_Using the information_
- 1) Translate this sentence from the procrastination text into Spanish: "Procrastination occupies the punch line of plenty of jokes and quips."
- 2) Carry the procrastination text forward from its final sentence.

_Document extract_
[Start of section]
If you’re reading this, you’ll know I relapsed. I’m likely on a first name basis at a meeting of Procrastinators Anonymous.
This is the chapter my editor keeps on file for when I wait to the last minute and then that minute gets interrupted by a case of pinkeye.
Or maybe I just couldn’t resist checking my bank account and sports scores and online garage sales. Maybe I needed just the right cup of coffee to get started, but the Keurig spit out only grinds. Whatever the reason(s), I procrastinated.
Procrastination occupies the punch line of plenty of jokes and quips.
“Procrastinators are the leaders of tomorrow.”
“Never put off to tomorrow what you can put off to the day after tomorrow.”
In Latin, “pro” means “forward” and “crastinare” means “of tomorrow”. The two combine to stockpile many good intentions. We all know the roots of the disease, but, for therapy’s sake, let’s review.
- Fear of failure. Whether I’m apprehensive about trying something for the first time or I’ve done something a hundred times but fear this one might not measure up, fear of getting it wrong can slow me to a crawl.
- Perfectionism. If I can’t do something precisely right, I often would rather not do it at all. So time slips away while I think about how to accomplish a task perfectly, forgetting that it’s only in practicing a task that my performance actually improves.
[End of section]
_Data for analysis_
[Start of section]
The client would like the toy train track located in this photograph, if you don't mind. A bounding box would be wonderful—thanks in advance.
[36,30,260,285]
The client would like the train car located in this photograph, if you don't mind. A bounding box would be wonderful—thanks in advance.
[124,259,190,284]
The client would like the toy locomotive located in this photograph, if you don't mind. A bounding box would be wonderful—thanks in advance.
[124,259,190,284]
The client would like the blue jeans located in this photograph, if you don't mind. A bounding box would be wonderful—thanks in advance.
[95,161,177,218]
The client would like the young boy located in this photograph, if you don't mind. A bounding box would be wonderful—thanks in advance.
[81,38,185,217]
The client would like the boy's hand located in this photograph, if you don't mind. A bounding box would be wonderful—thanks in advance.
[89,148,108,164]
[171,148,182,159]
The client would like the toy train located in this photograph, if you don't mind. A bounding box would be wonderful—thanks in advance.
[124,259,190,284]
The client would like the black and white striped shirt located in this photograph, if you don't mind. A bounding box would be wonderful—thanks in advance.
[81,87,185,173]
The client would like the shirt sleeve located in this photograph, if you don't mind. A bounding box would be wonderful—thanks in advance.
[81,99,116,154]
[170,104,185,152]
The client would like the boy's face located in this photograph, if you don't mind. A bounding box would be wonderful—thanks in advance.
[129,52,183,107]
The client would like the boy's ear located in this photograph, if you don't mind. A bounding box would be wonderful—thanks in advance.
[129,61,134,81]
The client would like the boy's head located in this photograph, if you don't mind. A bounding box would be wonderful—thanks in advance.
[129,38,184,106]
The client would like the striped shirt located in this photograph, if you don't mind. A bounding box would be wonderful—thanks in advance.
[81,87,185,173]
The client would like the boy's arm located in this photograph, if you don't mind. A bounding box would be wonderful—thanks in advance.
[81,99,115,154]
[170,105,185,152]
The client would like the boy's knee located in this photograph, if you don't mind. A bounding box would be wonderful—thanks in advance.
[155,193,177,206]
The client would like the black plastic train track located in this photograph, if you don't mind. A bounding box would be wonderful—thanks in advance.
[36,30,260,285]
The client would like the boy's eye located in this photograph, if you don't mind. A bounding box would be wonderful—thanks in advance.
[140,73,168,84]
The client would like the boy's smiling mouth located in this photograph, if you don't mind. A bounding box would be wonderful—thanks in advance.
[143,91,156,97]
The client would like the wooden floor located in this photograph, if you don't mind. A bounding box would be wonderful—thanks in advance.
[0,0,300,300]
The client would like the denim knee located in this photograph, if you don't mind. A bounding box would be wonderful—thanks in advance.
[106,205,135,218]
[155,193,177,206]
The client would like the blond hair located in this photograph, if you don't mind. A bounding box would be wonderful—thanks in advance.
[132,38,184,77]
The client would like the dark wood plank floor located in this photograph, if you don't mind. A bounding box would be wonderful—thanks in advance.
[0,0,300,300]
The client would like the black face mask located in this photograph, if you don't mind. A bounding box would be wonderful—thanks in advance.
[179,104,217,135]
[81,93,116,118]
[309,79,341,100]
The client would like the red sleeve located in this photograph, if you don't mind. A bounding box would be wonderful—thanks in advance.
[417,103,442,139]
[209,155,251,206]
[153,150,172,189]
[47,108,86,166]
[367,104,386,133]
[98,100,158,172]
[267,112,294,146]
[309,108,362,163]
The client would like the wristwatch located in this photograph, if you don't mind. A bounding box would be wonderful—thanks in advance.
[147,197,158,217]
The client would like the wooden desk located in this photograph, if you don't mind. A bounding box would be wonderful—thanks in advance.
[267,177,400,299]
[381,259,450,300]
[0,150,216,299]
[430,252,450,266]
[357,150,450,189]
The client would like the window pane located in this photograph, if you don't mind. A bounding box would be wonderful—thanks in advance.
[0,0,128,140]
[End of section]
_Responses in order_
- 1) La procrastinación ocupa el remate de muchos chistes y ocurrencias.

- 2)
- Urgent vs. important. Small fires burn so uncomfortably hot that I think I must address them immediately. I think they will only take a second, but they can smoke out priorities for hours and days.
Procrastinating is not necessarily irrational. Work generally expands to fill time. So, it makes sense to compress a project into a window that closes right at a deadline. Deadlines force action.
But this is the rationale of someone who can’t leave well enough alone, someone who obsesses over a project to the bitter end, someone addicted to the adrenaline that comes from squeaking under a wire.
Some possible cures for procrastin-addicts:
- Let it go. If you let a project go when it is reasonably done, it will be easier to start the next one. You may need a reasonable third party to help define what “reasonably done” looks like. Your OCD won’t necessarily know.
- Care less about what others think. All you can do is all you can do. If it’s your best effort at that point in time, it shouldn’t matter what other people think. Remember: most people are neither for you nor against you. They are only thinking about themselves.
- Visualize. This is the most cliche of my recommendations, but it really does help to imagine what it will be like to get something done. Think the thoughts, feel the feelings of relief and satisfaction. Or, conversely, imagine the consequences of inaction.
If all else fails, perendinate (verb – to put off until the day after tomorrow).
If all else fails, add a word to your vocabulary: perendinate – v. to put off until the day after tomorrow!